Given text:
⟨

The practical implementation of City NOA is an ongoing journey, fraught with challenges. High-precision maps demand significant update and maintenance costs, especially in rapidly evolving urban environments where timely map data becomes crucial. Sensor collaboration may falter in extreme weather conditions. Moreover, deep learning models still struggle with long-tail problems, making it difficult to handle extreme yet high-risk scenarios, such as sudden traffic accidents or unconventional traffic instructions.
To overcome these hurdles, the industry is exploring Vehicle-to-Everything (V2X) technology to bolster City NOA capabilities. By connecting with intelligent transportation infrastructure, vehicles obtain real-time dynamic traffic information, such as signal light changes and road construction updates, reducing reliance on high-precision maps and enhancing emergency response capabilities. With advancements in computing chip performance and the integration of cloud computing, City NOA algorithms can be iteratively optimized more efficiently, further refining perception and decision-making capabilities.
In 2024, City NOA achieved deep technology-scenario integration, significantly advancing intelligent driving applications in urban roads. From perception to decision-making, and from navigation to execution, every technical aspect is evolving towards greater refinement and intelligence. Despite technological bottlenecks and practical challenges, the maturation of V2X technology, improved high-precision map update mechanisms, and continuous AI algorithm optimization position City NOA as a vital component of future urban transportation, driving the transition of intelligent driving technology from "usable" to "user-friendly" and bringing Robotaxi closer to reality.
Robotaxi: Pioneer in Autonomous Commercialization
As a trailblazer in the commercialization of driverless technology, Robotaxi emerged as one of the key technological highlights in the autonomous driving field in 2024. Baidu's Robobus, for instance, garnered significant social media attention, sparking conversations about the potential replacement of human drivers by technology.
By integrating advanced autonomous driving technology with shared mobility models, Robotaxi showcased its unique technological advantages and market potential, paving the way for the widespread adoption of driverless technology. Robotaxi projects serve not only as technology validation platforms but also as crucial links in transitioning autonomous driving from laboratories to real-world applications, encompassing the entire chain from perception and decision-making to operation and service.
Technologically, Robotaxi relies on sophisticated perception, decision-making, and execution systems. Multi-sensor fusion technology underpins its high-level environmental perception, with LiDAR, cameras, and millimeter-wave radar synergistically generating real-time high-resolution maps of dynamic urban environments, encompassing complex elements like pedestrians, vehicles, and traffic signs. In 2024, the decreased costs and enhanced performance of LiDAR significantly bolstered Robotaxi's perception capabilities, enabling more precise handling of extreme scenarios like night driving, adverse weather conditions, and heavy traffic.

⟩

[Stored records]
⟨

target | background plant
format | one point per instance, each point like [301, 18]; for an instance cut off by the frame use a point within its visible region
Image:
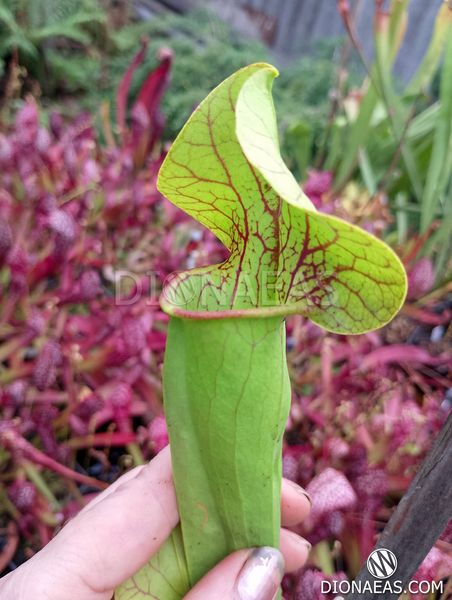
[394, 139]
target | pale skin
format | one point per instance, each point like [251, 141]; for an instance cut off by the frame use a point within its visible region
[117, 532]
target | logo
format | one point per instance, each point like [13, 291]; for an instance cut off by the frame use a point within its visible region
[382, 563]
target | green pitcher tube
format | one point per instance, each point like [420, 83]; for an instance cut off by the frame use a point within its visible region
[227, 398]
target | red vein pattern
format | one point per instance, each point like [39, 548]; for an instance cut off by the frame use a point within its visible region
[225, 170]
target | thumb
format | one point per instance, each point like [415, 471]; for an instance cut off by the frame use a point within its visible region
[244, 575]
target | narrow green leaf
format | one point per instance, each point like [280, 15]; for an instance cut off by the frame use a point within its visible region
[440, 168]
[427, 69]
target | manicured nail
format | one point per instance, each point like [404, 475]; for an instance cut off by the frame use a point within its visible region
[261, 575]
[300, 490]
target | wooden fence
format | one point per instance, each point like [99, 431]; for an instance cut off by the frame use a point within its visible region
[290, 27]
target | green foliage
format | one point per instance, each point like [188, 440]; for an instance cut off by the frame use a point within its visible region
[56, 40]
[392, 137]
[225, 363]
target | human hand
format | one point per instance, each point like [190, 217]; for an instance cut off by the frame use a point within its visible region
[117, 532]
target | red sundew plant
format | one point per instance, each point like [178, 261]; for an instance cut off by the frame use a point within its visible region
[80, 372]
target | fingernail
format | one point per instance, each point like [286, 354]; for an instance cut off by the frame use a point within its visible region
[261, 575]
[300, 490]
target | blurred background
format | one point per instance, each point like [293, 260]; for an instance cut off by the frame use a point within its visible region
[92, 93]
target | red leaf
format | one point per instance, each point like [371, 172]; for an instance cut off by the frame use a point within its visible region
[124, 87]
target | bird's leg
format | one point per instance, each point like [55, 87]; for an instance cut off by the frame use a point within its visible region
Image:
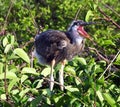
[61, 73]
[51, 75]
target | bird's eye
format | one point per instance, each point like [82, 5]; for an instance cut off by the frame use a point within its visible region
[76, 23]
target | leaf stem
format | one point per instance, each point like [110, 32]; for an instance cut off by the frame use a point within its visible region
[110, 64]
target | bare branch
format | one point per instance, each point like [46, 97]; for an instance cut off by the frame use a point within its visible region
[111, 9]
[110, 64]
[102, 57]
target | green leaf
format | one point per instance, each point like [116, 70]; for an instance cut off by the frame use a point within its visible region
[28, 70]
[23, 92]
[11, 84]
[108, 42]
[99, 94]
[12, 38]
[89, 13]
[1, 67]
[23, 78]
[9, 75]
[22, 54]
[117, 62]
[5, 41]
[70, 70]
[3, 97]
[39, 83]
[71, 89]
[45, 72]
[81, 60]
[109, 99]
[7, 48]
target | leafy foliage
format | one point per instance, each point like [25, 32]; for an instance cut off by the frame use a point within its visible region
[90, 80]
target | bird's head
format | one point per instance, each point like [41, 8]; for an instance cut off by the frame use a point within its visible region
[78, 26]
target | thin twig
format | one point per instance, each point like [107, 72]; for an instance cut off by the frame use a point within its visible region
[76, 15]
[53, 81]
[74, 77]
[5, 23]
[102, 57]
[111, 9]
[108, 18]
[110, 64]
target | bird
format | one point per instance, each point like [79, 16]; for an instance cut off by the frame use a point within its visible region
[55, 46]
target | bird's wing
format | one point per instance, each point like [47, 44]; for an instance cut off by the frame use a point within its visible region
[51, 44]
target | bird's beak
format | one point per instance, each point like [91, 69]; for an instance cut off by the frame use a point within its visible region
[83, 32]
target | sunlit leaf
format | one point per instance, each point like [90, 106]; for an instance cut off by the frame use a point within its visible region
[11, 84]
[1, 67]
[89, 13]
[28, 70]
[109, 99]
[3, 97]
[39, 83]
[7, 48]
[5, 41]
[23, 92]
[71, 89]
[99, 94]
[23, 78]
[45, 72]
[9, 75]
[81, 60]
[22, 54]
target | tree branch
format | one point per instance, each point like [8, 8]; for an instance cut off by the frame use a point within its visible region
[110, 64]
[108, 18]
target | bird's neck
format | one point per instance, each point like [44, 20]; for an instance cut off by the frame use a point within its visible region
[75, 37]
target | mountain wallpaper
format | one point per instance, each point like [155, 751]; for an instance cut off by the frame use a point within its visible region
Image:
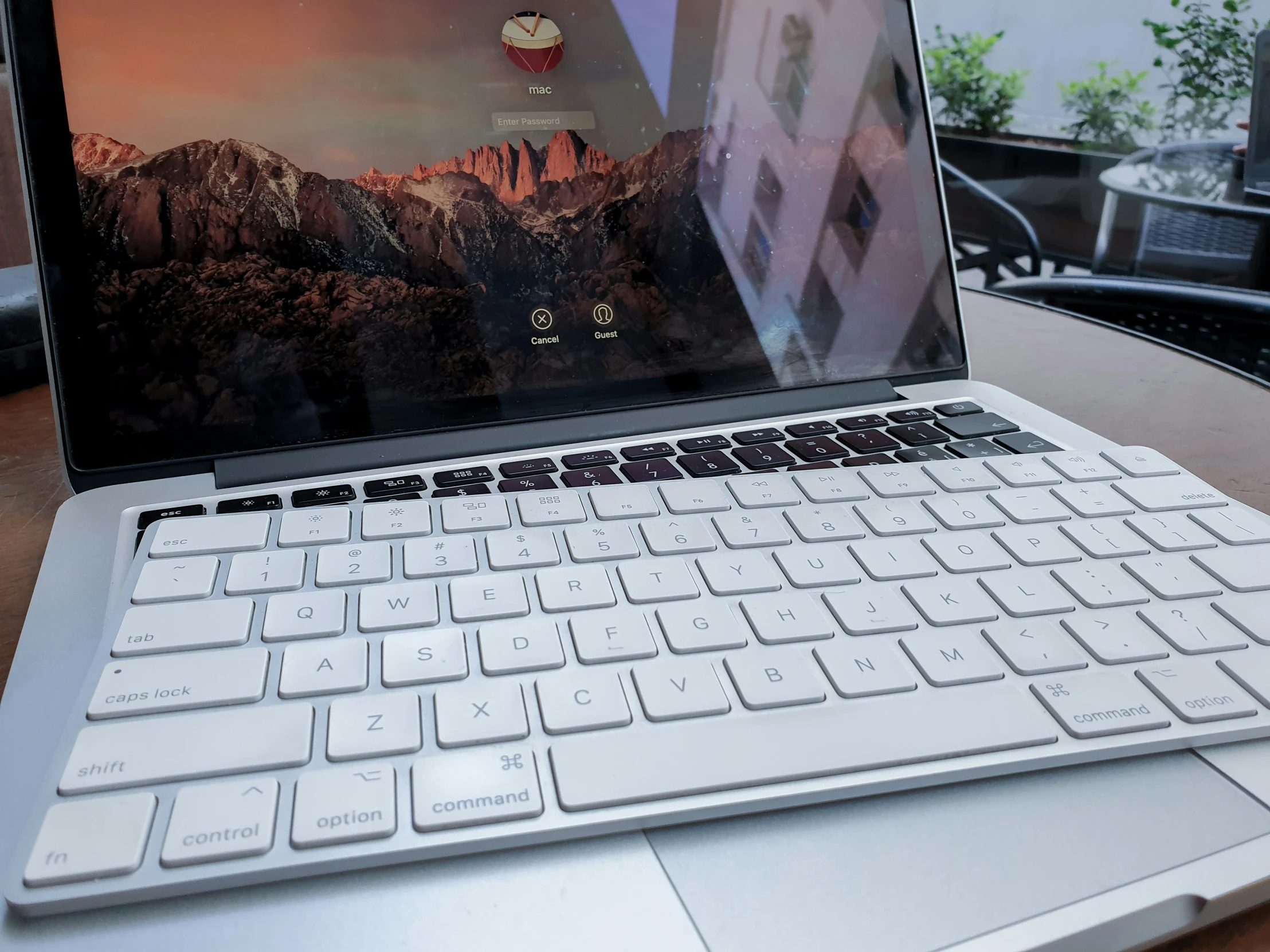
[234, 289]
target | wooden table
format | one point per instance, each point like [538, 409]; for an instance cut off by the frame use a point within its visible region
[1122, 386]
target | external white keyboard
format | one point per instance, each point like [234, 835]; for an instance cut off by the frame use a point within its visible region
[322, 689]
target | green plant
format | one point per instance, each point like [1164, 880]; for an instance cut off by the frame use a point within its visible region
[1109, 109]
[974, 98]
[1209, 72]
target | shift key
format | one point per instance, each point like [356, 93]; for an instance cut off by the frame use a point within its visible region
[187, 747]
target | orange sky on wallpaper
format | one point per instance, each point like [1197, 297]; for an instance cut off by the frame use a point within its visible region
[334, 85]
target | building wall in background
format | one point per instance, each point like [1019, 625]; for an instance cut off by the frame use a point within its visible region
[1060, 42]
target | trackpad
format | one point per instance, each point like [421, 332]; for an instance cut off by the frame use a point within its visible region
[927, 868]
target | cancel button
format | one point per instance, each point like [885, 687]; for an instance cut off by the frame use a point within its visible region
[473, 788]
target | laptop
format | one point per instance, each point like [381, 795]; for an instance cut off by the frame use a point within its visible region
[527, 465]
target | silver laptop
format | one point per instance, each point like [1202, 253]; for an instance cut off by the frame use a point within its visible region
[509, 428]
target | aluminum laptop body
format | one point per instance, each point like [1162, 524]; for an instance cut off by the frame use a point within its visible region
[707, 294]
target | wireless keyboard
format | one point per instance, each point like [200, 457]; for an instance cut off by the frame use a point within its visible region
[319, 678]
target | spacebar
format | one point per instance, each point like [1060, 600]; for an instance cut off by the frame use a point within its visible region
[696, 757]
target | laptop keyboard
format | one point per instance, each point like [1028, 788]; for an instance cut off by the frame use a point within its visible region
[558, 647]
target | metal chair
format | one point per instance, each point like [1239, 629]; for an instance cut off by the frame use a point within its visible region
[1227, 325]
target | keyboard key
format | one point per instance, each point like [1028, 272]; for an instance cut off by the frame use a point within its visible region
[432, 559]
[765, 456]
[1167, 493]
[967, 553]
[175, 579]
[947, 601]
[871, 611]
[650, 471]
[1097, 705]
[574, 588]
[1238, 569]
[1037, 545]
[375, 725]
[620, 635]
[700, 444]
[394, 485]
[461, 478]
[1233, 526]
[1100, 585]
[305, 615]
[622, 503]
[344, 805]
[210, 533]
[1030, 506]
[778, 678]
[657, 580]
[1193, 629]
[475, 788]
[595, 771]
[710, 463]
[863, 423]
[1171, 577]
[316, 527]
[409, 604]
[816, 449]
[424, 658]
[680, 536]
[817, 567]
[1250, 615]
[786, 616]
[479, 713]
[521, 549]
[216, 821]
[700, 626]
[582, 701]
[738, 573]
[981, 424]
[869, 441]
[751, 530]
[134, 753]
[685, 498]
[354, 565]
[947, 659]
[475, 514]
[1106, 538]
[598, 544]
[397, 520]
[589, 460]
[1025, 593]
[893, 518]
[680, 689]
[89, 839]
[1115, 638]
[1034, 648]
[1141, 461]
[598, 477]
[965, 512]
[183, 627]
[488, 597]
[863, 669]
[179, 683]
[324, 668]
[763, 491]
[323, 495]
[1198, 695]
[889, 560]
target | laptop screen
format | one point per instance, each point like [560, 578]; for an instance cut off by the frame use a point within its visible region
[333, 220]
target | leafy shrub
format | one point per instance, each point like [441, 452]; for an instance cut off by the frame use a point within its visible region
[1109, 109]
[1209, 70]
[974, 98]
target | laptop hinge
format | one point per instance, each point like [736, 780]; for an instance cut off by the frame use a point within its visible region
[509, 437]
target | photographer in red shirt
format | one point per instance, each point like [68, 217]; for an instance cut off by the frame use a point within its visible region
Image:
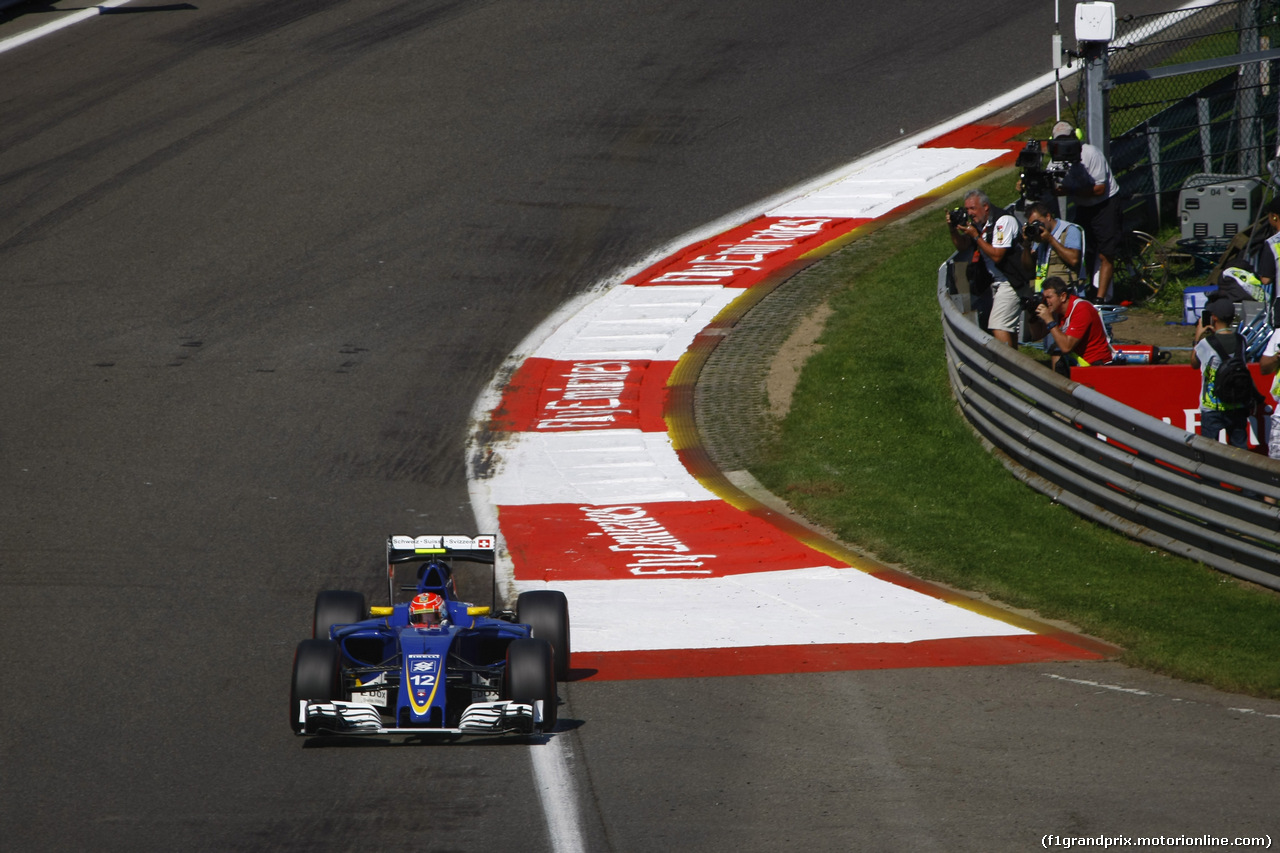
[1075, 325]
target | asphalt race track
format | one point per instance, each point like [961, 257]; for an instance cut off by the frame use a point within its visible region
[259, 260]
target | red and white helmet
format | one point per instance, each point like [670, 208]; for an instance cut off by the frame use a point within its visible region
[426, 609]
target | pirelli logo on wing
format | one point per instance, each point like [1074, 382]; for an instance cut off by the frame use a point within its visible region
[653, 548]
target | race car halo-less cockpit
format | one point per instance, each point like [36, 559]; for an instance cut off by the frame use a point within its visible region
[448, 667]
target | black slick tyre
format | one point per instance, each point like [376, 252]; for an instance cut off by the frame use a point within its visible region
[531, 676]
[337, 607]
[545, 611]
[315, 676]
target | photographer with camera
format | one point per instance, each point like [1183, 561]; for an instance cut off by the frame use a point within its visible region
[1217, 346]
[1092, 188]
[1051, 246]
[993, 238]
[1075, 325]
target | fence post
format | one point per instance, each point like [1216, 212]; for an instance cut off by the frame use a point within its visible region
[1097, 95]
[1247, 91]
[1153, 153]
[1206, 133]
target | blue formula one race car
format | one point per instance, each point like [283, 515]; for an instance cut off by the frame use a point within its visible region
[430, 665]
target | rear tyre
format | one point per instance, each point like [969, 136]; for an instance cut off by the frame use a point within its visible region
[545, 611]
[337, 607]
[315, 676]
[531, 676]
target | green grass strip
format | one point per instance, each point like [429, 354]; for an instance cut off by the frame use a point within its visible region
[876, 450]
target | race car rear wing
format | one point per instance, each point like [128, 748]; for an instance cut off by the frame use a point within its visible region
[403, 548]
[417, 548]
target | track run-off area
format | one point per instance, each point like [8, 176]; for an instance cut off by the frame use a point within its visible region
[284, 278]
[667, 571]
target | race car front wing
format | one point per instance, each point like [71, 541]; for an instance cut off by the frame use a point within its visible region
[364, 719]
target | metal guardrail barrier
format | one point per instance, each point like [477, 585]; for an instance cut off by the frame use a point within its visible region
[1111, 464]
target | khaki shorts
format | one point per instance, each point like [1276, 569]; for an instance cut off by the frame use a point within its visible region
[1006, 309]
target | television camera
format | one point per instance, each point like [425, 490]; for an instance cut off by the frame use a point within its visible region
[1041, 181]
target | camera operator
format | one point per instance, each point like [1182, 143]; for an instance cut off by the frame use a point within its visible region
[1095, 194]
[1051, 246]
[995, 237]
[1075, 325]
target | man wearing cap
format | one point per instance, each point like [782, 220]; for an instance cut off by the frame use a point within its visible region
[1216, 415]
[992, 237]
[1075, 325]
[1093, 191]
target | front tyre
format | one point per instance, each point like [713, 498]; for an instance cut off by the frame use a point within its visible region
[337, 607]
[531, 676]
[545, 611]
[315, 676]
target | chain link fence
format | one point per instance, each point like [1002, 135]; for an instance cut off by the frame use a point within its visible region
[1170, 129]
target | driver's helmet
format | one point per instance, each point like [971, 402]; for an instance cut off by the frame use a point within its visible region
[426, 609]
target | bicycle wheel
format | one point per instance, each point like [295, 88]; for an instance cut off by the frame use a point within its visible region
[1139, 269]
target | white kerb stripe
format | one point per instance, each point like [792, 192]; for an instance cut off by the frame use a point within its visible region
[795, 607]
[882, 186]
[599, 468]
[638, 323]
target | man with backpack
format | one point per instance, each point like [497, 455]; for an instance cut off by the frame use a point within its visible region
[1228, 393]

⟩

Work to do:
1. In the text on City NOA and Robotaxi, which three sensor types work together to generate real-time high-resolution maps for Robotaxi?
2. Return the passage of the City NOA and Robotaxi text from "Technologically, Robotaxi relies" up to and including "and heavy traffic.".
3. Take the text on City NOA and Robotaxi further, starting after its final sentence.

Answers given:
1. LiDAR, cameras, and millimeter-wave radar.

2.
Technologically, Robotaxi relies on sophisticated perception, decision-making, and execution systems. Multi-sensor fusion technology underpins its high-level environmental perception, with LiDAR, cameras, and millimeter-wave radar synergistically generating real-time high-resolution maps of dynamic urban environments, encompassing complex elements like pedestrians, vehicles, and traffic signs. In 2024, the decreased costs and enhanced performance of LiDAR significantly bolstered Robotaxi's perception capabilities, enabling more precise handling of extreme scenarios like night driving, adverse weather conditions, and heavy traffic.

3.
Deep learning-based perception algorithms further optimized target object classification and trajectory prediction, providing more reliable data support for driving decisions in dynamic scenarios. For decision-making and planning, Robotaxi relies on AI algorithms to process multimodal data, generating safe and efficient driving strategies. Traditional rule engines fall short in complex urban traffic, while reinforcement learning and generative model-based algorithms have become mainstream. End-to-end technology also gained prominence in 2024, with these algorithms, trained through large-scale simulations and real-road testing, accurately predicting surrounding target behaviors and swiftly formulating optimal driving strategies. In path planning, Robotaxi algorithms balance shortest path selection with passenger comfort, safety, and traffic efficiency, delivering a refined service experience.
Robotaxi operation relies on efficient fleet management and scheduling systems. Cloud-based centralized management enables real-time interaction between vehicles and transportation infrastructure, optimizing scheduling and path planning. V2X technology accelerated Robotaxi implementation in 2024, providing real-time traffic data, signal light statuses, and emergency warning information, significantly enhancing operational efficiency and safety. Through machine learning and big data analysis, the operation platform optimizes fleet distribution and resource utilization, ensuring service coverage during peak hours and in key areas.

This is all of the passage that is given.